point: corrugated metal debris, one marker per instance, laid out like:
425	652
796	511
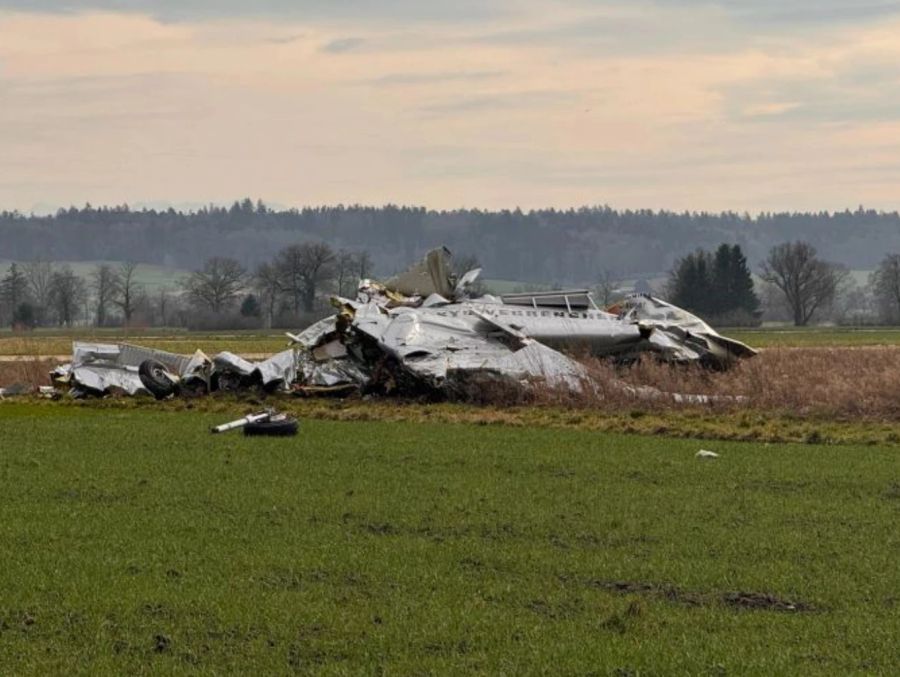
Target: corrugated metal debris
421	332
※ ※ ※
EXERCISE PROMPT:
Once the pictures are removed, repeat all of the data above exactly.

COMPLETED TASK:
point: corrugated metal debris, one marker per instance, laid out like:
425	652
796	511
Target: corrugated metal debris
421	332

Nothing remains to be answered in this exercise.